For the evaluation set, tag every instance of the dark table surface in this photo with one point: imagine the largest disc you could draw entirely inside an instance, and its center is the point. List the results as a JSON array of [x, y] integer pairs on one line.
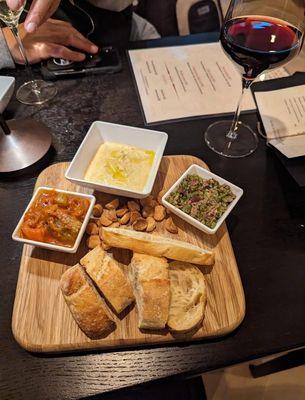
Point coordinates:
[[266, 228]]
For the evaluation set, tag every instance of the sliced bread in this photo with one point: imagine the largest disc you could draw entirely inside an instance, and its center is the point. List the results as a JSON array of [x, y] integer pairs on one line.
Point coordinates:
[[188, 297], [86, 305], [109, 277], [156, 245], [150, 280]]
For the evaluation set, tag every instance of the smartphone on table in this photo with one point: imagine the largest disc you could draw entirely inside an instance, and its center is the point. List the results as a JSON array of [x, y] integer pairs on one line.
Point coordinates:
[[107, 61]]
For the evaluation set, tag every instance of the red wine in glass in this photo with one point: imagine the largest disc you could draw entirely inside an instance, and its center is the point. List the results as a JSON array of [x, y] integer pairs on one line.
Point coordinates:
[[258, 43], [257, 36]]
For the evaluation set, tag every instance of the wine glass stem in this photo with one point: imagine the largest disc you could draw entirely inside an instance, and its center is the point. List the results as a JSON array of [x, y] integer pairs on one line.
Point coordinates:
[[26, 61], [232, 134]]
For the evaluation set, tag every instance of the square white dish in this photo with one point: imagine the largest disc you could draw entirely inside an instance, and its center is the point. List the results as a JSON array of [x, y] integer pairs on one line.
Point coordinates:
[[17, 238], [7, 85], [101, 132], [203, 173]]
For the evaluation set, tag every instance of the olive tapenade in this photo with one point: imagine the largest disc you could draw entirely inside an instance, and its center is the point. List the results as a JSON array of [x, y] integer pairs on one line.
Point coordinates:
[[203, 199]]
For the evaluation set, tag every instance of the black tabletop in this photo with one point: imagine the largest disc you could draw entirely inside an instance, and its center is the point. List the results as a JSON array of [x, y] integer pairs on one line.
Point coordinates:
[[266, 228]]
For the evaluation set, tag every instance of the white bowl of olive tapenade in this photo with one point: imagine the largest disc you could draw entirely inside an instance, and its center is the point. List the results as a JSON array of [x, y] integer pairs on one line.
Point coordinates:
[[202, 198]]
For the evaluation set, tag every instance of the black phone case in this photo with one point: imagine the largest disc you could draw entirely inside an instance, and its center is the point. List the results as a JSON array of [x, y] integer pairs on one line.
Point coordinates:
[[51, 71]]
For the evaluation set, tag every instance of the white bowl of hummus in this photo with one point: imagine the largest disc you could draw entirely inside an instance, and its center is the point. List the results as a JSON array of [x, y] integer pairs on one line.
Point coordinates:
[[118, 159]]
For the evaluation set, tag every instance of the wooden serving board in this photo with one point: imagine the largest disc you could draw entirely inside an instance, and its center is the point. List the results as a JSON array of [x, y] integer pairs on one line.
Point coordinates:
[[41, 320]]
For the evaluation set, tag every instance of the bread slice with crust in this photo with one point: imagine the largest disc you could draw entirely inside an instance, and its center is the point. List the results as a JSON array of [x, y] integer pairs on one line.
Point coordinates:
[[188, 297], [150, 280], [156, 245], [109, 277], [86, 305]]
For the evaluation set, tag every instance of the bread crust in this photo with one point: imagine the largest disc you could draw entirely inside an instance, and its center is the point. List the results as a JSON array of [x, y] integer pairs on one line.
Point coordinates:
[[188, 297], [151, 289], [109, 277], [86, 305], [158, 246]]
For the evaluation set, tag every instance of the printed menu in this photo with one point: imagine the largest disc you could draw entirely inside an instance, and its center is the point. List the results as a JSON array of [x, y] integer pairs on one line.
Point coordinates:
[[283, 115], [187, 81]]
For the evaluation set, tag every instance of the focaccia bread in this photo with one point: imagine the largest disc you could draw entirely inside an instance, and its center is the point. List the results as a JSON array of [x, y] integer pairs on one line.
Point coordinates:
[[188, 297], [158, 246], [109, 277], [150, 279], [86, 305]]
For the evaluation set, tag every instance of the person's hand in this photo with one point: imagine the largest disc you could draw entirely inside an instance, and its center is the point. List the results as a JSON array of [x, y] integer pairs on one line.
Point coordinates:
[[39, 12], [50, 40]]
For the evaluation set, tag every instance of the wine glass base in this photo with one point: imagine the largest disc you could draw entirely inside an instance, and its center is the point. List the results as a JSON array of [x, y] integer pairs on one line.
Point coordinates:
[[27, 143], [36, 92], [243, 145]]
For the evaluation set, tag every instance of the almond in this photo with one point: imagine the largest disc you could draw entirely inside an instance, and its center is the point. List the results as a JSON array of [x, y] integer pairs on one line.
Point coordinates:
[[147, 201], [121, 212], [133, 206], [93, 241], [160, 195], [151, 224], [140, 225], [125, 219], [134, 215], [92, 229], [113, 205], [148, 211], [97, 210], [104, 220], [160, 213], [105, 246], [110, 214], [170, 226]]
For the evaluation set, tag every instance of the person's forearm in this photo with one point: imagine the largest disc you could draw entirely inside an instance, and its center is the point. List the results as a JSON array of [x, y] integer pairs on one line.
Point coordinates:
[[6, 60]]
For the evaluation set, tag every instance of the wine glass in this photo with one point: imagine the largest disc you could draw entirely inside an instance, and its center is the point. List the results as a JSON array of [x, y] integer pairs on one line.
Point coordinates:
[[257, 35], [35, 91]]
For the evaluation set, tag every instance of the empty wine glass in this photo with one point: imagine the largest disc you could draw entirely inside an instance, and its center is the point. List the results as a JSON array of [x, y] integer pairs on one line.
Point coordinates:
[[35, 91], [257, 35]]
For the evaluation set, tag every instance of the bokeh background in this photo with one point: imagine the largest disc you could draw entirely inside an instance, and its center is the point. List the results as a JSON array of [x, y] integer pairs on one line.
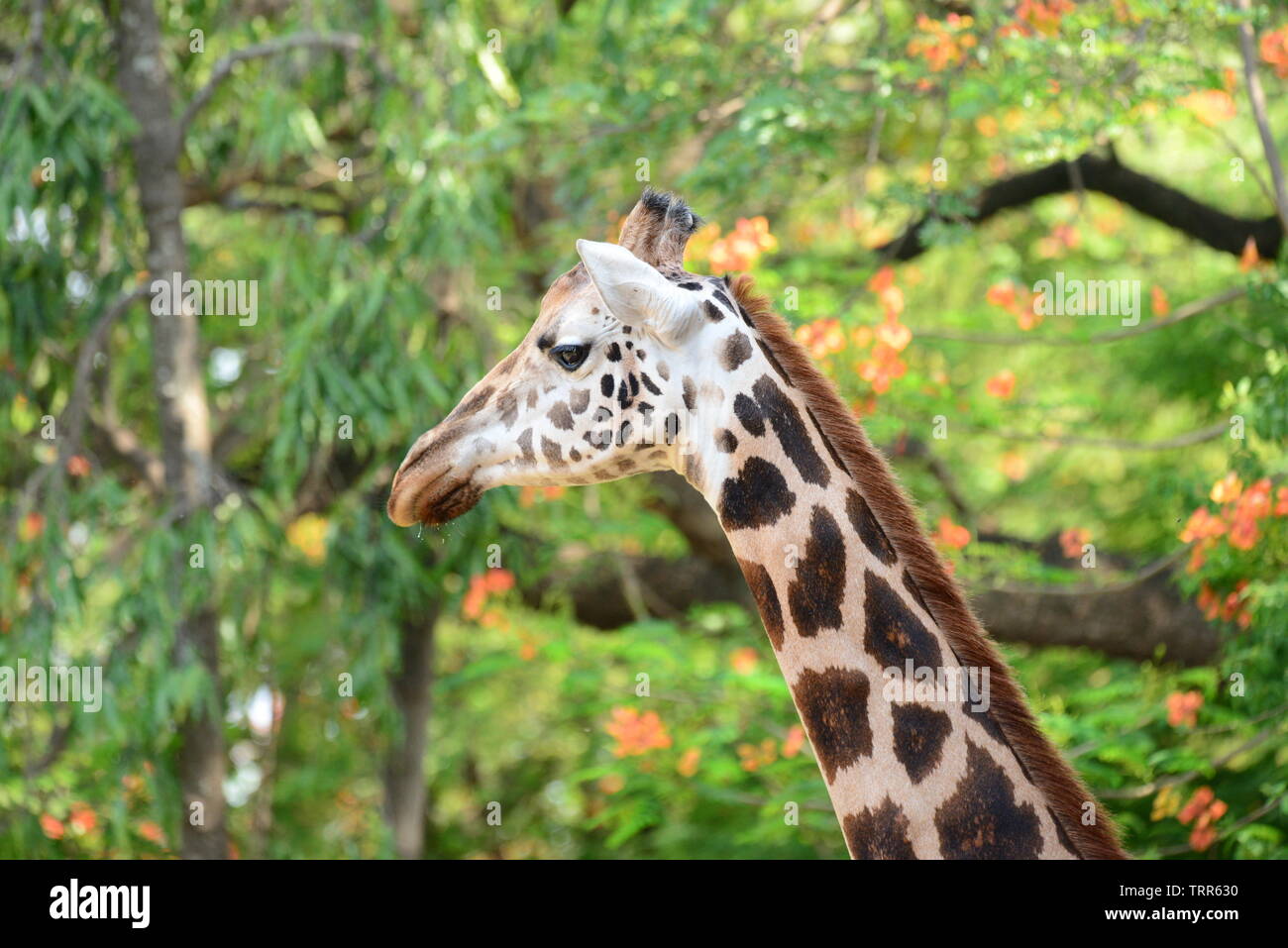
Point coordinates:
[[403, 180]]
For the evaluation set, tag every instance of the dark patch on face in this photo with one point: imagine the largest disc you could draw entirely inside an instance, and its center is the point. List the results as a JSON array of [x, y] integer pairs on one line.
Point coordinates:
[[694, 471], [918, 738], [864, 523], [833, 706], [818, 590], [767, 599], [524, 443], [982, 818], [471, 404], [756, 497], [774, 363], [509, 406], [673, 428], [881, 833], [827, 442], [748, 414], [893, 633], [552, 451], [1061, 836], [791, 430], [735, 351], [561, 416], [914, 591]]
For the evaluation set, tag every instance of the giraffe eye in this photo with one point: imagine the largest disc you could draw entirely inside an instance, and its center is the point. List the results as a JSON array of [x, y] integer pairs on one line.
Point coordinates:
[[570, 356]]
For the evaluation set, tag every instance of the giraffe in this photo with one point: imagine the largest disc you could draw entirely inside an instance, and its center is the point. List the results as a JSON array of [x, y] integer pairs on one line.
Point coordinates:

INSTRUCTIONS FOR THE TASK :: Write out all of the material above as a JSON list of strings, one string per line, skipping blank lines and leaving out the pictures.

SOLUTION TO THIS EXERCISE ::
[
  "For the evaluation set, tag every instance of the dark table surface in this photo with one point: imagine the largest disc you could draw entirely inside an instance, and its center is the point. List the results as a JSON array of [x, y] integer pairs on one line.",
  "Point coordinates:",
  "[[266, 228]]",
  "For the evaluation set, tag every instance of the sliced bread in this photo with one point: imagine the largest disc you could draw entirely inside an instance, and its center is the point. List the results as a JSON array of [x, y] integer pairs on one line.",
  "Point coordinates:",
  "[[188, 297], [86, 305], [109, 277], [156, 245], [150, 280]]",
  "For the evaluation set, tag every instance of the smartphone on table in this photo with one point: imagine the largest disc you could draw entirely inside an instance, and its center is the point. List the results as a JSON array of [x, y] integer pairs on one line.",
  "Point coordinates:",
  "[[107, 61]]",
  "For the evaluation set, tag every instance of the red wine in glass in this photo with one point: imagine the largest disc you could draw entirely inside an instance, and its center is the point. List the results as a JSON array of [x, y] integer pairs on one line.",
  "Point coordinates:",
  "[[258, 43], [257, 36]]",
  "For the evaluation set, tag every instance of the wine glass stem in this photo with one point: imagine the largest disc you could draw entirely inside an instance, and its center is the point. List the results as a JSON array of [x, y] integer pairs on one line.",
  "Point coordinates:",
  "[[26, 61], [232, 134]]",
  "For the evaluation set, tag every instance of the square white dish in this photo with one point: imagine the largest disc you could draw entirely inside an instance, and its center is the point. List the results as a JSON array of [x, y] integer pairs on one line.",
  "Point coordinates:",
  "[[17, 238], [7, 85], [101, 132], [203, 173]]",
  "For the evaluation set, tag every instance of the olive tapenade in this photo with one point: imagine the largest disc you could draw entirely inside an instance, and its center is the point. List the results as a JSON array of [x, y] integer pairs on one line.",
  "Point coordinates:",
  "[[203, 199]]",
  "For the evaluation set, tag every instance of the black tabletop in this photo with one point: imagine the largest disc you could draw entirely inside an instance, and its center is the point. List the results as a JSON array of [x, y] integer pairs on one line.",
  "Point coordinates:",
  "[[266, 228]]",
  "For the evaluation set, tag every instance of the white bowl of olive tapenade in this photo with one point: imagine the largest disc you could draw entirely inside an instance, and its center is the point. List the results as a JSON array of [x, y] integer pairs on one line.",
  "Point coordinates:",
  "[[202, 198]]",
  "For the evaluation set, tag every instance of the black phone case in this photo with one point: imagine the largest disc you could draw entirely inside an instance, and its center is the point. List the results as a JSON array of [x, y] integer pairs on one line.",
  "Point coordinates:",
  "[[51, 71]]",
  "For the evaluation set, tag every instance of the white bowl of hummus in this photo with one point: imagine the largest disc you could draw entirely inside an instance, and its center is the point. List the results as a JSON array of [x, y] integer pairs on one line.",
  "Point coordinates:",
  "[[118, 159]]",
  "For the evaluation set, tag every instance of the wooden serving board in this photo with one point: imagine the largest disc you could draw entirely inside an instance, and its center is the point. List the results as a JSON array of [x, y] integer pairs on one line.",
  "Point coordinates:",
  "[[41, 320]]",
  "For the evaluation set, tag every instance of the bread slice with crust in this photo with one point: imagine the largest disc you could draw entirely inside an instance, and its center is the point. List the results as a JSON array of [x, y] integer pairs on one line.",
  "Point coordinates:",
  "[[188, 297], [150, 280], [156, 245], [109, 277], [86, 305]]",
  "For the evaluation set, tag every instance of the bread crust in this photo with one point: imagine the largest disc you could draw entirely inside an instance, and its center is the point. List the results as a JSON array of [x, y] integer pairs on one line.",
  "Point coordinates:",
  "[[188, 297], [151, 289], [109, 277], [86, 305], [158, 246]]",
  "For the evaluation set, tag every instance of the printed menu in this photo with one point: imagine the largest disc you could draw entirely inside an instance, and its center is the point. List the results as a JSON array of [x, y] integer pairs on one line.",
  "Point coordinates:",
  "[[283, 115], [187, 81]]",
  "For the evaluation set, tag every instance of the focaccia bread in this photo with one point: imagine the largest disc you could draw entirely inside an instance, and its center is the point. List the results as a JSON array of [x, y] integer pairs on one line.",
  "Point coordinates:",
  "[[188, 297], [158, 246], [109, 277], [150, 279], [86, 305]]",
  "For the evaluation set, tag every instance of the person's hand in this photo with one point: imagine the largest disc you could draw entirely inside an instance, and its center is the point. List the results as a JSON array of [x, y] integer pairs on one line.",
  "Point coordinates:",
  "[[39, 12], [50, 40]]",
  "For the evaluation set, tag every instance of the wine glass base in this photo with one point: imagine the largest disc you could draw entirely inside an instance, and its center is the point. List the results as a JSON array of [x, y] integer pairs on one line.",
  "Point coordinates:",
  "[[27, 143], [36, 92], [243, 145]]",
  "For the evaluation set, tag every instance of the almond in this photo with one point: imagine the largest disc you could draw entirely inside an instance, and its center is the point. List the results as a JSON array of [x, y] integer pairs on one line.",
  "Point coordinates:",
  "[[147, 201], [121, 212], [133, 206], [93, 241], [160, 195], [151, 224], [140, 225], [125, 219], [134, 215], [92, 229], [113, 205], [148, 211], [97, 210], [104, 220], [160, 213], [105, 246], [110, 214], [170, 226]]",
  "For the evaluation set, tag every instance of the person's forearm in this photo with one point: imagine the largest disc you could draw entirely inside an instance, and its center is the point. List the results as a JSON array of [x, y] integer pairs on one line.",
  "Point coordinates:",
  "[[6, 60]]",
  "For the evaluation set, tag every instance of the wine glass in this photo with one point: imagine the largest disc you could draw entirely inside an instance, and its center is the point. List the results as a JSON array of [x, y] integer pairs on one line.",
  "Point coordinates:",
  "[[257, 35], [35, 91]]",
  "For the evaluation set, tag every instance of the empty wine glass in this photo with one point: imagine the largest disc you could draw entirely inside an instance, and its center is the point. List the results as a JSON array of [x, y] integer pairs on one line.",
  "Point coordinates:",
  "[[35, 91], [257, 35]]",
  "For the evaluation set, tag every instance of the bokeh background in this photo with one point: imagine the largest disc you could draw entirely inside an instance, and its center is the point. List the results as a JSON array of [x, y] integer pairs on one line.",
  "Point coordinates:",
  "[[403, 180]]",
  "For the evaluation set, tag every instance of the dark patch on face in this photo with one point: imagine the largest disc you could draw entirely inside an instance, and its center is the point. List the results as a JSON array of [x, y] integer pairs on one line.",
  "Point coordinates:",
  "[[694, 471], [918, 738], [864, 523], [833, 706], [818, 590], [767, 599], [524, 443], [982, 818], [471, 404], [756, 497], [774, 363], [509, 406], [673, 428], [881, 833], [827, 442], [748, 414], [893, 633], [552, 451], [1061, 836], [791, 430], [735, 351], [561, 416], [914, 591]]",
  "For the evaluation set, tag every instance of the giraffe eye in this photo with one point: imagine the largest disc you could draw entirely inside an instance, and its center is the point. List the results as a JSON array of [x, y] integer pairs on one line.",
  "Point coordinates:",
  "[[570, 356]]",
  "For the evaluation set, tag every instance of the giraffe in this photo with one point: imagine the largest disc you could draw entirely inside an instance, and its center is the point. List the results as a JSON array of [x, y] integer pairs on one line.",
  "Point coordinates:"
]